_Required actions:_
• 1. Please copy word for word the part of the Century: 2009 review that runs from "For regular readers" to "any plot details.".
• 2. Resume the Century: 2009 review after its last sentence and keep writing.

_Source document:_
--------------------------------------------------
For regular readers of this series, which began as a sort of Victorian-era Justice League teaming the likes of Mina Harker, Allan Quatermain, Dr. Jeckyll and Captain Nemo before spanning centuries to incorporate scores of other characters from fiction, film and television, part of the fun is spotting all the cameos and figuring out who certain characters (sometimes remaining nameless due to copyright regulations) are supposed to be. If you count yourself in that category, then you may wish to read no further until you've perused the book yourself, because I'm going to reveal some of the spy characters populating the latest volume. But I'm not planning to spoil any plot details.
Century: 2009, the final part of the "Century Trilogy," takes place (obviously) in 2009. In keeping with the modern Bond films, M (the nomenclature is a fixture of the series) is now a woman. In a rather delightful twist, however, we soon piece together that this elegant older woman is Emma Peel! (She even keeps a framed photo of Steed on her desk.) Em (get it?) has grown disillusioned over the years with the original James Bond (Moore's supposed take on the literary 007, whose character actually bears no resemblance to Ian Fleming's creation, even if artist Kevin O'Neill nails the physical appearance), but because of his notoriety it's suited her to continue to employ "increasingly younger stand-ins" who carry on his name and number. These stand-ins, codenamed J1 through J6, of course bear the respective likenesses of Sean Connery (the version of 007 seen in the last volume), Roger Moore (perhaps supposed to be Simon Templar himself recruited to fill the shoes of James Bond?), Timothy Dalton (in the weakest likeness), Pierce Brosnan and Daniel Craig (in the best likeness). Later in the story, Emma comes to the rescue in a Rolls Royce along with appropriately aged companions Tara King and Purdey! (This version of Purdey is a clever amalgamation of Purdey and Joanna Lumley's Absolutely Fabulous character Patsy.) In what reads as a very nice sort of epilogue to The Avengers, Emma explains that they're all very loyal to each other, adding, "I suppose it's that we all used to be in love with the same man." Soon enough Cathy Gale is also in the picture, but this version of Cathy also owes something to another famous Honor Blackman spy character: she "has some experience as a flight instructress" as well as some lesbian tendencies! Lesser spy cameos in the book (I mean lesser in that they don't have speaking roles) include Spooks' Harry and Ruth, 24's President David Palmer and Burn Notice's Michael Westen (by reference, anyway) and, in a particularly amusing single-panel appearance, The Prisoner himself, Number 6.
--------------------------------------------------
_Material:_
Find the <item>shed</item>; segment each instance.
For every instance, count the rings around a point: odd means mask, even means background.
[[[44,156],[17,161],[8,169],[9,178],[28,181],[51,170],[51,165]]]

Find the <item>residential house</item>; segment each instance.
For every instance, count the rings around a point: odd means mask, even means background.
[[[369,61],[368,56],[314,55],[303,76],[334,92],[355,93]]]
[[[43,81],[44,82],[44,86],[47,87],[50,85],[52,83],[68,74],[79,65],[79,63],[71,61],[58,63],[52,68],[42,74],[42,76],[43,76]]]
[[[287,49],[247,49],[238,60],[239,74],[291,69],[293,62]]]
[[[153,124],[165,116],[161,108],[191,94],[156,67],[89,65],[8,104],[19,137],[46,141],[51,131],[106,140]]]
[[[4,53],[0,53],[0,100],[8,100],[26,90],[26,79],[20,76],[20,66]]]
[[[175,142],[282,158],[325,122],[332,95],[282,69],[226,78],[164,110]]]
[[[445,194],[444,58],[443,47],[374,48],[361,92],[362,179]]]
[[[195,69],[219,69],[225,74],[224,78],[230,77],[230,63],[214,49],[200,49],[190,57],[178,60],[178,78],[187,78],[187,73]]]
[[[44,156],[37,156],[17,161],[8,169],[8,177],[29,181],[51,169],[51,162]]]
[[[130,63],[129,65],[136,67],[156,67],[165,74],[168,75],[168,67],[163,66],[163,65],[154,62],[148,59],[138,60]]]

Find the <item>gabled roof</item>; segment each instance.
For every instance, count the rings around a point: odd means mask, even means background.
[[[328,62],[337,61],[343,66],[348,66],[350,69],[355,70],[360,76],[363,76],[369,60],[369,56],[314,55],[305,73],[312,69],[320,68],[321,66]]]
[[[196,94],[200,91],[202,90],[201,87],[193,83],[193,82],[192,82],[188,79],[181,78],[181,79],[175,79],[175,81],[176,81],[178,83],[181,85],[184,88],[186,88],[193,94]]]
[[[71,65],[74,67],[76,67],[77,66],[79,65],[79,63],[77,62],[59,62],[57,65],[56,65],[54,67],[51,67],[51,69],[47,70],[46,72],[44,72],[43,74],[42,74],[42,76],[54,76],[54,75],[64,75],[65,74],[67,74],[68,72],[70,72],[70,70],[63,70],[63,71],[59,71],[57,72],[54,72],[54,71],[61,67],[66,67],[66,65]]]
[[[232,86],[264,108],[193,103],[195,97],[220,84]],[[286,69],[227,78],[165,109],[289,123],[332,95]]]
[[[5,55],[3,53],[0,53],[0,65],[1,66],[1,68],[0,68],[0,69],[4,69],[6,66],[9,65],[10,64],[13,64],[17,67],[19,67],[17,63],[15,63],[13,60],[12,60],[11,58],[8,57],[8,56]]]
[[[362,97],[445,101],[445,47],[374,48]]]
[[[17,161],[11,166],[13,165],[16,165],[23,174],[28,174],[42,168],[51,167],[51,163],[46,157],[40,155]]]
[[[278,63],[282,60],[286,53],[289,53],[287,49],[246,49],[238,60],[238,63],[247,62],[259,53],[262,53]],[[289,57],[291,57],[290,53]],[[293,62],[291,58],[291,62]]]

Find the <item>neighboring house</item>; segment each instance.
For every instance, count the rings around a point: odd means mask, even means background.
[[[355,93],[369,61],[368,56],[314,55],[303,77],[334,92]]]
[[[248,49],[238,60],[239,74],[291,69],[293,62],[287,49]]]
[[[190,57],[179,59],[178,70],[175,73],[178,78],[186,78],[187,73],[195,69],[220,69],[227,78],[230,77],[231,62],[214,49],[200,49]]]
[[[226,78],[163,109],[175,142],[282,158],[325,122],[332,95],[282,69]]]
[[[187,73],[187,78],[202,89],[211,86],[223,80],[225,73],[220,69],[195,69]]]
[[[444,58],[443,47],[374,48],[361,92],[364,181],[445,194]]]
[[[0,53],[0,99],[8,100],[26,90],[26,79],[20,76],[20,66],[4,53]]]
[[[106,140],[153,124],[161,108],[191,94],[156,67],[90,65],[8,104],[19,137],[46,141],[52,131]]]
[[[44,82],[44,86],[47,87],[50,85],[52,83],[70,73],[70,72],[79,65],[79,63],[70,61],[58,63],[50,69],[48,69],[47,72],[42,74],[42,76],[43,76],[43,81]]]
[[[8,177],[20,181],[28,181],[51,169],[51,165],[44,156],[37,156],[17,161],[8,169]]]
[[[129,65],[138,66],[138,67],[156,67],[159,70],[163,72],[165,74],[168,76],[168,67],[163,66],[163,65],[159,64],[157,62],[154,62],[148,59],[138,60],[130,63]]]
--------------------------------------------------
_The replies:_
• 1.
For regular readers of this series, which began as a sort of Victorian-era Justice League teaming the likes of Mina Harker, Allan Quatermain, Dr. Jeckyll and Captain Nemo before spanning centuries to incorporate scores of other characters from fiction, film and television, part of the fun is spotting all the cameos and figuring out who certain characters (sometimes remaining nameless due to copyright regulations) are supposed to be. If you count yourself in that category, then you may wish to read no further until you've perused the book yourself, because I'm going to reveal some of the spy characters populating the latest volume. But I'm not planning to spoil any plot details.

• 2.
Moore is clearly fond of The Avengers, so he treats them pretty well. As I said above, the portrayal of the ladies of The Avengers is really quite moving, making this comic a must-buy for fans of that series on the eve of Steed and Emma's official return to comics in Boom!'s upcoming Steed and Mrs. Peel series. As he made abundantly clear in Black Dossier, however, Moore has no love whatsoever for James Bond, and therefore treats him rather ruthlessly. (I have to say, I was disappointed that someone who's clearly so well read and such a lover of classic adventure fiction as Moore would rely on preconceived notions about Fleming's Bond based more on trendy, ill-informed lit-crit and some of the early movie appearances than the actual novels themselves. Among the myriad slanders he levied against 007, he made the character a habitual woman-beater. Had he read Fleming's short story "The Hildebrand Rarity," Moore would know that Fleming's Bond disdains such men.) The original Bond, now in his 90s, is subjected to one final insult... but nothing so bad as in Black Dossier. In fact, I was quite amused to see a nonagenarian "Sir James" wheelchair-bound and breathing through an oxygen tank (thanks to "cirrhosis, emphysema and syphilis..." all in all a much fairer portrayal of the original Book Bond!), but still looked after by a comely nurse nonetheless.
In this volume, Moore's misdirected outrage is mainly reserved for Harry Potter. Poor Harry is portrayed as something much worse than 007, and jabs at J.K. Rowling about "sloppily-defined magical principles" like "a child's idea of how [things] work" take on a definite pot-kettle quality coming from the creator of this very universe we're reading about, equally brilliant and equally flawed—especially when it comes to sloppily-defined principles. (See: the "Blazing World" in Black Dossier, a haven for fictional characters within an entire universe populated exclusively by fictional characters!) Despite these jabs, however, the jeers at Harry Potter's expense seem a bit more good-natured than those directed at James Bond. Alan Moore's primary problem with both of them, it seems, is that they're too modern for his liking, and therefore part of a declining culture that's "fallen apart... by becoming irrelevant."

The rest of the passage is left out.